#### [Texte à lire]
■ ■ ■ ■

Le volume et la diversité des métadonnées en circulation dans les systèmes d’information – de l’enseignement supérieur, de la recherche, de la culture-  exigent de repenser le rôle des référentiels d’autorité. Considérés comme données de confiance au service du développement de l’open data et du web sémantique, ils constituent un capital précieux, une garantie d’indépendance, tout en interrogeant en profondeur les pratiques catalographiques classiques.

Le comité de rédaction  a souhaité apporter un éclairage terminologique en posant 3 questions aux experts de l’Abes en ce domaine : François Mistral, responsable IdRef, Yann Nicolas, expert Métadonnées, Philippe Le Pape, mission Normalisation, Olivier Rousseaux, chef du service Métadonnées. Voici  leurs réponses in extenso.

1 – En tant que professionnel de la documentation, quelles distinctions faites-vous entre « référentiel » et « base d’autorités » ?

François Mistral : Afin d’éviter toute confusion par omission, ajoutons un troisième terme dans ce jeu des distinctions : celui de « nomenclature ». En catalogage, ce seront les données codées – comme par exemple les codes de pays, nomenclature internationale maintenue officiellement par l’ISO 3166 Maintenance Agency (ISO 3166/MA).

Par « référentiel », je retiens surtout l’idée de données de référence et de repère. Cela signifie qu’un référentiel est un jeu de données,  suffisamment vraies, justes, certaines pour être utilisées en confiance afin d’en produire ou d’en agréger d’autres. De fait, ces données de référence sont des points de repère à partir desquelles en situer d’autres avec économie.

Par  « données d’autorité », je retiens la double dimension de contrôle et de légitimité à assurer ce contrôle : ces données font autorité en ce qu’elles contrôlent des données bibliographiques, ce qui met en évidence la nécessaire qualité des données d’autorité, la pratique des sources constituant une de leur plus-value essentielle.

■ ■ ■ ■

#### [Données fournies]
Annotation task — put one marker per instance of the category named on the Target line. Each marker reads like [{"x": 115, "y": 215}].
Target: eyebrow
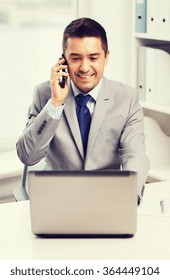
[{"x": 91, "y": 54}]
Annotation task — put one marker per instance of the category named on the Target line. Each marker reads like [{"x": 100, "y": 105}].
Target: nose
[{"x": 85, "y": 65}]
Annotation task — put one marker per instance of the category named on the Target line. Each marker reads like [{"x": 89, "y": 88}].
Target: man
[{"x": 54, "y": 130}]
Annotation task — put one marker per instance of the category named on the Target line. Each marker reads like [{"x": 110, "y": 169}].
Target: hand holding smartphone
[{"x": 63, "y": 78}]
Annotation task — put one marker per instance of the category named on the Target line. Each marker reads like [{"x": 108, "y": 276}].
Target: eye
[
  {"x": 93, "y": 58},
  {"x": 75, "y": 58}
]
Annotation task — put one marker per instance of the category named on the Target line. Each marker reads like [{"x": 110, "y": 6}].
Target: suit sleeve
[
  {"x": 132, "y": 143},
  {"x": 32, "y": 145}
]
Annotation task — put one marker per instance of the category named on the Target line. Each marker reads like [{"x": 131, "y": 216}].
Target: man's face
[{"x": 86, "y": 61}]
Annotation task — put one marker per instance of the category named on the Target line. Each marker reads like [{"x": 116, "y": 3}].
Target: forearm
[{"x": 33, "y": 144}]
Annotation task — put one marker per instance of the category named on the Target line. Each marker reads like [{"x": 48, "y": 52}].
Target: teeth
[{"x": 84, "y": 76}]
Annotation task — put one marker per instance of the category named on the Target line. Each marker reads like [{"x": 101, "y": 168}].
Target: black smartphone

■ ■ ■ ■

#### [Consignes]
**a.** Répondez à ces questions d'après le texte sur les référentiels d'autorité :
(i) Combien de questions le comité de rédaction a-t-il posées aux experts de l'Abes ?
(ii) Quelle fonction occupe Olivier Rousseaux ?
(iii) Quel organisme maintient officiellement la nomenclature internationale des codes de pays ?
**b.** Comptez les lignes des enregistrements qui contiennent la chaîne « instance », en respectant la casse. Donnez uniquement le nombre.

#### [Réponses fournies]
**a.**
(i) 3 questions.
(ii) Chef du service Métadonnées.
(iii) L'ISO 3166 Maintenance Agency (ISO 3166/MA).

**b.** 10